-- RECORDS PROVIDED start --

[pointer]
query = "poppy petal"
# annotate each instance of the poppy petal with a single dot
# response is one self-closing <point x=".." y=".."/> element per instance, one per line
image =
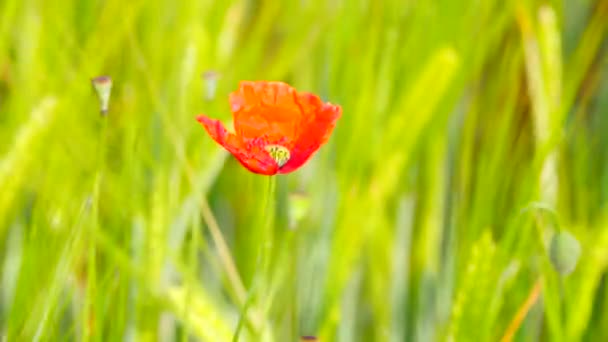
<point x="253" y="157"/>
<point x="314" y="133"/>
<point x="266" y="109"/>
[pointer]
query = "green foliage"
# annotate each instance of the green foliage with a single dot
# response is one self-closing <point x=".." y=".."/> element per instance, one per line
<point x="419" y="220"/>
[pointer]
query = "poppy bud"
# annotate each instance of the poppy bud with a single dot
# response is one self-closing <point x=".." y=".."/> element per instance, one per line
<point x="210" y="77"/>
<point x="564" y="252"/>
<point x="103" y="88"/>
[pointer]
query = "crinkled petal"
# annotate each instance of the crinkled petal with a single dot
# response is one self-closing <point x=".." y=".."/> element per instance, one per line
<point x="266" y="109"/>
<point x="253" y="157"/>
<point x="314" y="133"/>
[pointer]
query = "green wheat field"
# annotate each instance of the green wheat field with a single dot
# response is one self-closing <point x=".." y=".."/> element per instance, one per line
<point x="463" y="195"/>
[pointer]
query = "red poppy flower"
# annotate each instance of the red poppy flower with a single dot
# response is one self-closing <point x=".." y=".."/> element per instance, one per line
<point x="277" y="129"/>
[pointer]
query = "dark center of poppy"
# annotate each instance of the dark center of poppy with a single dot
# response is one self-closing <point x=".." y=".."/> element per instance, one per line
<point x="279" y="153"/>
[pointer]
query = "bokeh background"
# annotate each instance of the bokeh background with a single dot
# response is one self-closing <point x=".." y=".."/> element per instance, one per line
<point x="462" y="197"/>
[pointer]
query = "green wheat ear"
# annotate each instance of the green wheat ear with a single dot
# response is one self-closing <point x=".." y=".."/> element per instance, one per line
<point x="279" y="153"/>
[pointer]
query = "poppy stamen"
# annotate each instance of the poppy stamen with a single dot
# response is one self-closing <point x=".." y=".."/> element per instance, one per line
<point x="279" y="153"/>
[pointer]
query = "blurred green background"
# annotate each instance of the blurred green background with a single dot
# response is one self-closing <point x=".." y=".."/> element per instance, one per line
<point x="472" y="133"/>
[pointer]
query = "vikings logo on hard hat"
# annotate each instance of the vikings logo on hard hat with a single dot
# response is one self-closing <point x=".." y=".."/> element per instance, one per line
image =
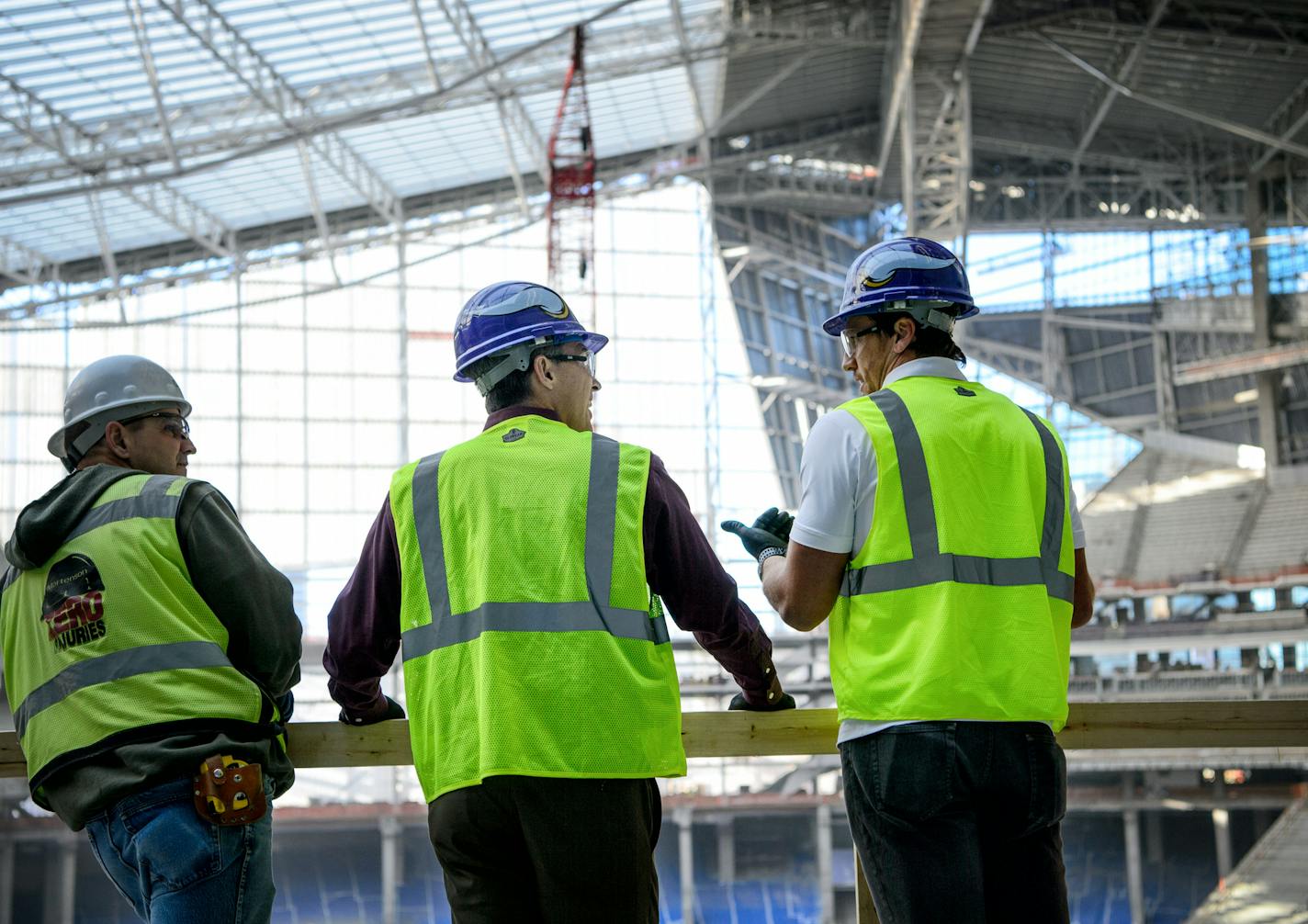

-- RECORDS PROVIDED end --

# DO THIS
Gather every line of the records above that contains the word "poppy", and copy each such line in full.

# ANSWER TO THE EXERCISE
query = "poppy petal"
# annotate each instance of the poppy petal with a single dot
query = "poppy bud"
# annotate each instance of the poppy bud with a single dot
query = "red poppy flower"
# annotate each instance of the red poppy flower with a single dot
query = "dark center of poppy"
# annotate each instance of the dark center of poppy with a single dot
query = "poppy stamen"
# annotate each instance of the poppy stamen with a single dot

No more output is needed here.